- What is expected -
All lines in the material below that contain "curtain" should be located and copied.

- Record extracts -
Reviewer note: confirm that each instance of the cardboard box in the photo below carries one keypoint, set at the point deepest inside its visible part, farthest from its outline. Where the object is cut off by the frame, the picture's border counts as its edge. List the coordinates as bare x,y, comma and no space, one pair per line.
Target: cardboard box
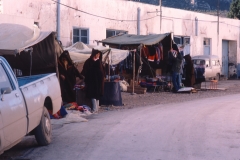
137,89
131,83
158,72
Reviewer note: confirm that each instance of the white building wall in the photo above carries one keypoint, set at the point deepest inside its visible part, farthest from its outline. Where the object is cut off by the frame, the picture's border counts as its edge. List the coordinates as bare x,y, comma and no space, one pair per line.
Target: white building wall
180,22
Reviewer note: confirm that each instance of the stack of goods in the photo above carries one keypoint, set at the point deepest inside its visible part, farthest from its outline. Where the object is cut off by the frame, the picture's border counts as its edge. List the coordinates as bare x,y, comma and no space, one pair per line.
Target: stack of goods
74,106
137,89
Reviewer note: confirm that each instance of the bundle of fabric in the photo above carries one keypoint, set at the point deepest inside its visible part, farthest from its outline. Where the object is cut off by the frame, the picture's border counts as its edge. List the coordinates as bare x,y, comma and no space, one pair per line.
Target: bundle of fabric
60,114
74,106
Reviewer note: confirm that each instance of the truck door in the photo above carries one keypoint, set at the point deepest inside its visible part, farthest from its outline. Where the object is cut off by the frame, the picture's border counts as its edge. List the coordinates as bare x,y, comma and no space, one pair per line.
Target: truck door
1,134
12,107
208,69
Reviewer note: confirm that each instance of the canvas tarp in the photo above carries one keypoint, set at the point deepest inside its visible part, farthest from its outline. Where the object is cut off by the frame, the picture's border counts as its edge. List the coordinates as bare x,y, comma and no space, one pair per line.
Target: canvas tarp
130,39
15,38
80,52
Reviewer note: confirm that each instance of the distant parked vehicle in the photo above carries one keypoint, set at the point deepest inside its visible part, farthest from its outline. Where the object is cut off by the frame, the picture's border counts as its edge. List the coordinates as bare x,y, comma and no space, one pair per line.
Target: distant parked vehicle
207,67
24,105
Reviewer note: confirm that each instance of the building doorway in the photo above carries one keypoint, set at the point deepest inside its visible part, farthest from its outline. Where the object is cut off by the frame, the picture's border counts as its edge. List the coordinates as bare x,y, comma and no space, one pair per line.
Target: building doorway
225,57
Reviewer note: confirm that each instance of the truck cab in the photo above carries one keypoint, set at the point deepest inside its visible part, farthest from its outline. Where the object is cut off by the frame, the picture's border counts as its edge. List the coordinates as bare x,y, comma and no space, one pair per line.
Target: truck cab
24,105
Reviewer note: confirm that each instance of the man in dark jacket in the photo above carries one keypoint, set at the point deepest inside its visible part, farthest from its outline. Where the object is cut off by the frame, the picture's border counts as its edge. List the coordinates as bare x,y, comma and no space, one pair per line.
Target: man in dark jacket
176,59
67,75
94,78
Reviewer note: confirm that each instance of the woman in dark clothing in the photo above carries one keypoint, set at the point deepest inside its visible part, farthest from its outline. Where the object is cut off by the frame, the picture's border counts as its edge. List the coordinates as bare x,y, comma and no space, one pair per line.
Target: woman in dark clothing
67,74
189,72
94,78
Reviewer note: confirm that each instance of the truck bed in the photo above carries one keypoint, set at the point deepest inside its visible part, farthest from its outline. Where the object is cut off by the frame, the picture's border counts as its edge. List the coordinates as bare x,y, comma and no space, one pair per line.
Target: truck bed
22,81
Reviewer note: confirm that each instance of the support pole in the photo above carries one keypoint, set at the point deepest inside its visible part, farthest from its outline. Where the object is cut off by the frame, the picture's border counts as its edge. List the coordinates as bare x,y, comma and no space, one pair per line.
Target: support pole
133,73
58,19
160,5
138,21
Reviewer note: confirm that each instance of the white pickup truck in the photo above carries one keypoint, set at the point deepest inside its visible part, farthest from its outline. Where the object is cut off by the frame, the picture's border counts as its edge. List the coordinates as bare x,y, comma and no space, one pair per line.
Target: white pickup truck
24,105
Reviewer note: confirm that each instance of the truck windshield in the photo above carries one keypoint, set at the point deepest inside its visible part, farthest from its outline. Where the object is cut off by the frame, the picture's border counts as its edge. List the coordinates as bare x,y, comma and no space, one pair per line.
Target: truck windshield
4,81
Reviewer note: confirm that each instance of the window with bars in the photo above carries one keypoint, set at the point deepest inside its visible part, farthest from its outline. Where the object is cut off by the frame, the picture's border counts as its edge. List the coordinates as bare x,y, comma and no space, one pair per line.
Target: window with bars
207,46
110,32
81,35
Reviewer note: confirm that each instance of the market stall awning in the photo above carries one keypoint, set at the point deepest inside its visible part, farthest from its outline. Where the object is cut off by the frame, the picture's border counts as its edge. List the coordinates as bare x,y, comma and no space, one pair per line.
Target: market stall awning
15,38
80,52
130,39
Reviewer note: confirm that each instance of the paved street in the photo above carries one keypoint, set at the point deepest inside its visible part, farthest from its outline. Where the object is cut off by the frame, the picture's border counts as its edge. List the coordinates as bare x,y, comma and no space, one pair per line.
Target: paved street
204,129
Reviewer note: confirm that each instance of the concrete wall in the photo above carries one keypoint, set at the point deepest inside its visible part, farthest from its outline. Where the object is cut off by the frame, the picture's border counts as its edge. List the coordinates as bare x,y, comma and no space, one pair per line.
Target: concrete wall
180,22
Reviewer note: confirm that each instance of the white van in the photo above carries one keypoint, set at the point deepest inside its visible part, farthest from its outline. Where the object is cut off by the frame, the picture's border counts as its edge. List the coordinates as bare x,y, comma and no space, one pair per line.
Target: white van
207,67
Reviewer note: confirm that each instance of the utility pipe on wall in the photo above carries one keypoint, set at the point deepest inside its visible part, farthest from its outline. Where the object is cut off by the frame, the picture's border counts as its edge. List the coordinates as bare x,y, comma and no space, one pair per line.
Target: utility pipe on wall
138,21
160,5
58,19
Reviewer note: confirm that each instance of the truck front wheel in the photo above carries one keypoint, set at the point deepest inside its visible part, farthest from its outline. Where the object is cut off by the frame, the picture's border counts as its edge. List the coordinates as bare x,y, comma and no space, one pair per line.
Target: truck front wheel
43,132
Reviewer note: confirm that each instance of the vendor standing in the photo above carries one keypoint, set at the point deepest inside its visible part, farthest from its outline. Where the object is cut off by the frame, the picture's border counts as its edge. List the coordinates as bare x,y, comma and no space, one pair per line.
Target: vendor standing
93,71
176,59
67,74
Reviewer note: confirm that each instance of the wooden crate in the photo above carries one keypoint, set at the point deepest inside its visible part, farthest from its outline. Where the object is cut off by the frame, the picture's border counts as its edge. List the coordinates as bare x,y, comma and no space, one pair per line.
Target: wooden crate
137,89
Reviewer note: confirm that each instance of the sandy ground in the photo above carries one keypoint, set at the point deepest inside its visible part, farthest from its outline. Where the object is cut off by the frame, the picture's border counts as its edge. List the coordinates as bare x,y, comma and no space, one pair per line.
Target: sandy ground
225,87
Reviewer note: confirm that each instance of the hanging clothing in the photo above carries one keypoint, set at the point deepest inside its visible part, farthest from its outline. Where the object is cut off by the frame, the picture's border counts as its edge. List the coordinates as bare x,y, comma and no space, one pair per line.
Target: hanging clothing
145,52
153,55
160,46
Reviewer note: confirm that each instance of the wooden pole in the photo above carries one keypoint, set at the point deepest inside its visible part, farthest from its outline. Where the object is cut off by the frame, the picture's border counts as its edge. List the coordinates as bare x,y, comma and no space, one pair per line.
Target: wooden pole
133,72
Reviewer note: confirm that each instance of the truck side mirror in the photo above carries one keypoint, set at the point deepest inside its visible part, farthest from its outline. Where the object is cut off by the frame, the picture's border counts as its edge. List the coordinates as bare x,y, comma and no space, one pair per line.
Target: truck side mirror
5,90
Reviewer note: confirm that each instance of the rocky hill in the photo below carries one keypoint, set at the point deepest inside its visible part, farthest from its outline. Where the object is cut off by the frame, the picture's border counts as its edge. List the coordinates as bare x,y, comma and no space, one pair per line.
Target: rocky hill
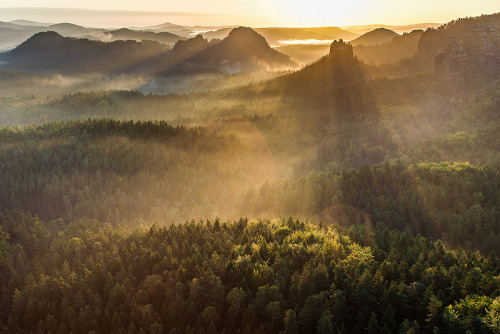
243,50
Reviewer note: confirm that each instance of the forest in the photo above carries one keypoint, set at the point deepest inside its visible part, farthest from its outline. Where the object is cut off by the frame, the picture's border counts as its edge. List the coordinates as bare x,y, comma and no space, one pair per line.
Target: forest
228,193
* * *
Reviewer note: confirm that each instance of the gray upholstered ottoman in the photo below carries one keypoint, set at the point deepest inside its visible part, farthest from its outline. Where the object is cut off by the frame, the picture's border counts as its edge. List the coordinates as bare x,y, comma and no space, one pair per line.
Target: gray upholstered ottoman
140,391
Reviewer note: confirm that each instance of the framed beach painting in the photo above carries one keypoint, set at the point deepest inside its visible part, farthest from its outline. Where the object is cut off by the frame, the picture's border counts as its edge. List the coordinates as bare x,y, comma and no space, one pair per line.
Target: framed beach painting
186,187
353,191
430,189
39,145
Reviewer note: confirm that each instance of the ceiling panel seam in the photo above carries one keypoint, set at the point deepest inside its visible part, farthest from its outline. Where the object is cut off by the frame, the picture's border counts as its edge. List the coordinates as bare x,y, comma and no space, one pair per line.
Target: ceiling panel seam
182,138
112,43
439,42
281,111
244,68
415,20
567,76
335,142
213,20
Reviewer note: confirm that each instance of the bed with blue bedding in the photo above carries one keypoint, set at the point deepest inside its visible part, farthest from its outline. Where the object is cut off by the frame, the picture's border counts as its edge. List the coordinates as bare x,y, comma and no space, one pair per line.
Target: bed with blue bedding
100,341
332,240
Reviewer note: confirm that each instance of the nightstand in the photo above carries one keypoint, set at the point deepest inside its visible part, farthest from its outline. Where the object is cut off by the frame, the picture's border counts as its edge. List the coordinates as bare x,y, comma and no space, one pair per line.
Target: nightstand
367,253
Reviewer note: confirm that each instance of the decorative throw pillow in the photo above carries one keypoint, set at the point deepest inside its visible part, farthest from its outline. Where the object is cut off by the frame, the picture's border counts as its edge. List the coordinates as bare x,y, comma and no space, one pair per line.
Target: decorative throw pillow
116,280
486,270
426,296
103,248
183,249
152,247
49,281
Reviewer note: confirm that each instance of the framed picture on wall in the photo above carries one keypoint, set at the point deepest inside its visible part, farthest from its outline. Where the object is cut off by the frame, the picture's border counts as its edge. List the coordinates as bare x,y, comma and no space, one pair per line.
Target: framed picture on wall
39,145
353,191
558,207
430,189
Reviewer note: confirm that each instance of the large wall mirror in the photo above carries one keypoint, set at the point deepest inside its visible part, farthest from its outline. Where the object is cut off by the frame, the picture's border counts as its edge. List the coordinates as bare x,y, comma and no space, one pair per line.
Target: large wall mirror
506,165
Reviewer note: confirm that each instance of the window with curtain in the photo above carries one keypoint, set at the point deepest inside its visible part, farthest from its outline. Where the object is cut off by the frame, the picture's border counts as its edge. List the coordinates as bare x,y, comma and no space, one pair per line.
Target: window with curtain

- Answer to the exercise -
Reviewer note: confirm that each instance of the window with curtain in the photo above carries one keypoint, set at the point deepest inside its visible part, farthest from its outline. Where the object is cut off by the frame, the picture's border counts as its edge. List the coordinates as bare x,y, comma and no space, one pair per line.
Target: window with curtain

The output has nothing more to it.